§ **Required tasks**:
(1) Name every football club mentioned in the football report.
(2) Carry on the football report past its final sentence.

The television companies prefer to call it the Greatest Show on Earth and, in a strange way, maybe it adds to the drama that the league table is going to have to be reconfigured, potentially several times, to take into account the two clubs who have breached the profitability and sustainability rules (PSR).

Already, it has been modified twice to reflect, first, Everton’s 10-point deduction and then the reduction of that punishment, on appeal, by four points. In theory, it could happen four more times, depending on what Forest are punished, what Everton receive for their latest breach, and whether the two clubs lodge (and win) appeals. More and more, it feels like organised chaos.

Amid all this uncertainty, a game of football broke out on Saturday. Forest, 17th in the table, drew 1-1 at 18th-placed Luton Town in a contest that finished with the home crowd chanting at their opponents: “Points deduction, it’s coming for you.” Luton, plainly, have the most to gain if the two clubs directly above them lose points, but their manager, Rob Edwards, was struggling afterwards when he was asked what those punishments might be, and what they might mean. For now, he is guessing, the same as all of us.

§ **Dataset content**:
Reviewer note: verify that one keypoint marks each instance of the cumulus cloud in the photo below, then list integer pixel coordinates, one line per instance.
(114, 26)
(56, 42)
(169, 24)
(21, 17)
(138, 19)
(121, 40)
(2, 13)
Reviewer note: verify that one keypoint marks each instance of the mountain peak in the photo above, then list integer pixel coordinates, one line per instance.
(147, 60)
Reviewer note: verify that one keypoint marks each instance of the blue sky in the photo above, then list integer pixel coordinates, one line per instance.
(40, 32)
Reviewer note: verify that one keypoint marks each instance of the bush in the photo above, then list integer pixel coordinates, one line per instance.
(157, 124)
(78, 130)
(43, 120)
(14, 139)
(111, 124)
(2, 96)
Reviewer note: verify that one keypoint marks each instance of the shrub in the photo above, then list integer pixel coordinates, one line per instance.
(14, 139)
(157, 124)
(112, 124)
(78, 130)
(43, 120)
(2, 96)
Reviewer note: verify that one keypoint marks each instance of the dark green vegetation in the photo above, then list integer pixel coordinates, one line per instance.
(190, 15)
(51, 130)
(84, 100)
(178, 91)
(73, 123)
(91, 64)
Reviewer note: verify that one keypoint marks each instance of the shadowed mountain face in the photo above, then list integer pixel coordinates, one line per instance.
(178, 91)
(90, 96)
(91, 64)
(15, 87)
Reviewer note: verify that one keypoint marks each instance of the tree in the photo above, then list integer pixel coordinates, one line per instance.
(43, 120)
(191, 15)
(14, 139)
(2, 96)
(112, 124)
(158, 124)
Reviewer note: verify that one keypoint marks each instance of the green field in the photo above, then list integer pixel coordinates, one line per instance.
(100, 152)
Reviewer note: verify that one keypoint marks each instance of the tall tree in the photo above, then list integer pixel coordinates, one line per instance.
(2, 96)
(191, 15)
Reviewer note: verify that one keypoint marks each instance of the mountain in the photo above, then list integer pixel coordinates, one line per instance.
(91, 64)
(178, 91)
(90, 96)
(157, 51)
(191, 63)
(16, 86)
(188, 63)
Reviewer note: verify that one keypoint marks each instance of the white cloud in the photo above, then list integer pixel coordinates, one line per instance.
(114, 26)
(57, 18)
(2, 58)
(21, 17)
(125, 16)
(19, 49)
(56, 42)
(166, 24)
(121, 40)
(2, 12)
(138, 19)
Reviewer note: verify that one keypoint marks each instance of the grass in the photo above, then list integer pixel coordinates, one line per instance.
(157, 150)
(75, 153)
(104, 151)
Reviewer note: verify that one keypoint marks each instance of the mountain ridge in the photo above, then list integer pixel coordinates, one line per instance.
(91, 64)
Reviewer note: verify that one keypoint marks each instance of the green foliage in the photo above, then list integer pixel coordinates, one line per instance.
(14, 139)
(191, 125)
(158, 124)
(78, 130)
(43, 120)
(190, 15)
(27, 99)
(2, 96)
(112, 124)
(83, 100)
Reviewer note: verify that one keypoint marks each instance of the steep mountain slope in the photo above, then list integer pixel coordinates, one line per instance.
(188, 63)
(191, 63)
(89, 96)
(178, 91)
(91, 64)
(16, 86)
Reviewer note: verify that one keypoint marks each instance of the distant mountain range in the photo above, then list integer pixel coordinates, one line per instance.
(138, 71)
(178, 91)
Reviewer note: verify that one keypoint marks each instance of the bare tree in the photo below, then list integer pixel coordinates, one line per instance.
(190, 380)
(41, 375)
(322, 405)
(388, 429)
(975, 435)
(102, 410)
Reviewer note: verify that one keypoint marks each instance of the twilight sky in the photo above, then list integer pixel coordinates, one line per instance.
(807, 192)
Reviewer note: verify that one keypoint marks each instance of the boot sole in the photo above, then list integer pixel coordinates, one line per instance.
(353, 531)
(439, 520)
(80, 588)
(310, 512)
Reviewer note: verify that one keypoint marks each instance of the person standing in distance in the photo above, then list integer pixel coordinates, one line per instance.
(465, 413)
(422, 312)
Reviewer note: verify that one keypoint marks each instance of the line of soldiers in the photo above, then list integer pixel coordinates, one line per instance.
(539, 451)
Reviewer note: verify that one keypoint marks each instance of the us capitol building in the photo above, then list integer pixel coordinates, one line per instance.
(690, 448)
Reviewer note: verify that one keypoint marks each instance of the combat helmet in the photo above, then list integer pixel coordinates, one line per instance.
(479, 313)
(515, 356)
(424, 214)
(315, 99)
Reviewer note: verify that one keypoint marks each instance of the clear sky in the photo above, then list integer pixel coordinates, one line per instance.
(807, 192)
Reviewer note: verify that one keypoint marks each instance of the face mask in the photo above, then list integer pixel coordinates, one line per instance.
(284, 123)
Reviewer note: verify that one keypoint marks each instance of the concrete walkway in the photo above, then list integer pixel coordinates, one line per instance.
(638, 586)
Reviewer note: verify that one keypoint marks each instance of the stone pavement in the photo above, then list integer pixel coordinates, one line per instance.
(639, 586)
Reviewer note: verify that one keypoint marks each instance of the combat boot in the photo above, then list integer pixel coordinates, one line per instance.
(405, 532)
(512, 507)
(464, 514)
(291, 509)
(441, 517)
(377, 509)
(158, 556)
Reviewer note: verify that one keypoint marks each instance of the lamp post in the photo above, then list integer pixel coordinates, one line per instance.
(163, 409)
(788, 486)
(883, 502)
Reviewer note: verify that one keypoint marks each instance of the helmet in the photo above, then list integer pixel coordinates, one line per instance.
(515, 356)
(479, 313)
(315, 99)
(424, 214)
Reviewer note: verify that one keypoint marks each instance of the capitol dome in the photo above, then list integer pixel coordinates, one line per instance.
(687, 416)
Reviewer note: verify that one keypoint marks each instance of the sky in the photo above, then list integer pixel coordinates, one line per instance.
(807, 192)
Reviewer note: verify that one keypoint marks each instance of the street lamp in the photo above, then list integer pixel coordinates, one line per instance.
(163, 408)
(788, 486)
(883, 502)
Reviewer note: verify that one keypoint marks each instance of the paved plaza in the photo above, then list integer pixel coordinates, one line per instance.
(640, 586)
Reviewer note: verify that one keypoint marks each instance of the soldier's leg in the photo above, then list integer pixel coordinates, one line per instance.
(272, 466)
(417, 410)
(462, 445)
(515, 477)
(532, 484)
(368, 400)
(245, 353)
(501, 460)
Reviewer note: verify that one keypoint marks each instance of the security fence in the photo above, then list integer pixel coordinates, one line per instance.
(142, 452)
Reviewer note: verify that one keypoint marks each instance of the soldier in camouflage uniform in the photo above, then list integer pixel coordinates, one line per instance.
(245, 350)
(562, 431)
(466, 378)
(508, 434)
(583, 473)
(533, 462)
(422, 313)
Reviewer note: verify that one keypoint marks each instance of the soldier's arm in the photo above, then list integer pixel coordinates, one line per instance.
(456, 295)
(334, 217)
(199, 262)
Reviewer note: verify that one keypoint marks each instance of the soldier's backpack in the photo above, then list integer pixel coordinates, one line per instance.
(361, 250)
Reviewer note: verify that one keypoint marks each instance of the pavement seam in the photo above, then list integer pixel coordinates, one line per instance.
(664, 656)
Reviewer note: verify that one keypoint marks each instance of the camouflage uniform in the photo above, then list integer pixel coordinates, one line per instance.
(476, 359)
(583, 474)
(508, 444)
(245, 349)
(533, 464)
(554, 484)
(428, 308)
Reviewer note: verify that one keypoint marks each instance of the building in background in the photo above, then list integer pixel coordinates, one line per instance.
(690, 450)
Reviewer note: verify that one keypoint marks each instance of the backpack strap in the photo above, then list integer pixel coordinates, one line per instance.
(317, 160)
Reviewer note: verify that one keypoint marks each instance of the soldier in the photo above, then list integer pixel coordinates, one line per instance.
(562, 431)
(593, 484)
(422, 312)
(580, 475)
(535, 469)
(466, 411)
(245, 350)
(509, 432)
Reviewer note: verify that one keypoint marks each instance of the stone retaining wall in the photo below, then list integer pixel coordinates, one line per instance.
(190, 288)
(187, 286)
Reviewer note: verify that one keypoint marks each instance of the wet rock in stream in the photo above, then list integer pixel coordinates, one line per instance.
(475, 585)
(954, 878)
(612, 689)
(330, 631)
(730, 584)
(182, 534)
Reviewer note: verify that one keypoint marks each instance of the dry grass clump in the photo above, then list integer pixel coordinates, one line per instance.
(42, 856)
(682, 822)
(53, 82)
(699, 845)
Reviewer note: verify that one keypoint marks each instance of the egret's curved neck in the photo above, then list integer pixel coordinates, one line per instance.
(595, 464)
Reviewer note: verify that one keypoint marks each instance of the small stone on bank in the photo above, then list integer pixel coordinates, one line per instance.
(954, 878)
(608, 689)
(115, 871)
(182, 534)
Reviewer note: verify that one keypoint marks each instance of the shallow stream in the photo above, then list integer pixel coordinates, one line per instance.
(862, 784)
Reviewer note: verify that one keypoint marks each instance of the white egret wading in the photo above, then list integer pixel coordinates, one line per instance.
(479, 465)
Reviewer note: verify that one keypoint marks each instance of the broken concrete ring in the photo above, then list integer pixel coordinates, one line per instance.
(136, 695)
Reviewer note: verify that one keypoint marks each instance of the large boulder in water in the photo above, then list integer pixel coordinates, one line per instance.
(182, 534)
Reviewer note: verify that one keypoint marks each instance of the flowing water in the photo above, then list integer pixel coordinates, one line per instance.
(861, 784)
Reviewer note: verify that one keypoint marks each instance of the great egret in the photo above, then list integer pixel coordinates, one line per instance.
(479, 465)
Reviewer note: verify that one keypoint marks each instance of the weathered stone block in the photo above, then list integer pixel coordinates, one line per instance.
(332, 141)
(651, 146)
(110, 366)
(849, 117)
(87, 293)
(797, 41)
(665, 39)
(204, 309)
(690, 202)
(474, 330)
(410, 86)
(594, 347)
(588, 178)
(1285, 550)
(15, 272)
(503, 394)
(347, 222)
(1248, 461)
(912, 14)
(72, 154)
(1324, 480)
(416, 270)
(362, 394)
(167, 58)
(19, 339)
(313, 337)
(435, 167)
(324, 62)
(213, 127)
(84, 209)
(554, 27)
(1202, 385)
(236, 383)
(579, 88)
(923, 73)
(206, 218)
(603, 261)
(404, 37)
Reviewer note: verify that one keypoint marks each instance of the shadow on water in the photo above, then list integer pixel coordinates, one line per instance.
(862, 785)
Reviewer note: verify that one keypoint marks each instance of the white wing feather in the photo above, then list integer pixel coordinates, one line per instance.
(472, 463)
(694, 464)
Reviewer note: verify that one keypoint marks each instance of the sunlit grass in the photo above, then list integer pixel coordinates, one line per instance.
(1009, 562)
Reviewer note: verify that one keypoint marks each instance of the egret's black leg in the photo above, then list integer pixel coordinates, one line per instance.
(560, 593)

§ **Answers to the tasks**:
(1) Everton, Forest, Luton Town

(2)
Even if Forest replace Luton in the bottom three, there is the strong possibility of an appeal, another hearing, a new verdict and, ultimately, another revision of the league table, lifting Nuno Espirito Santo’s side above the jagged line again. And then, the same again with Everton. Confused? We all are.

“The first one has (happened) with Everton,” said Edwards, referring to the Merseyside club getting four points back. “We had to deal with that. It is quite chaotic, and it could be (again). It’s new for us all. I don’t feel comfortable, though, talking about what may or may not happen. Not yet, anyway.”

Vincent Kompany, manager of 19th-placed Burnley, said something similar before their 2-1 win against Brentford, in 15th position, on Saturday. He and Thomas Frank, the Brentford manager, will have a vested interest in the announcement about Forest’s punishment, expected at some point today (Monday). Crystal Palace, in 14th, will, too.

Nobody can even be certain, though, that the legalities with Forest and Everton will be resolved before the end of the season. It may go longer. And you can imagine the uproar if we are still none the wiser at the 38-game mark. Who can argue with Keith Wyness, the former Everton chief executive, when he says the Premier League would be “a laughing stock”?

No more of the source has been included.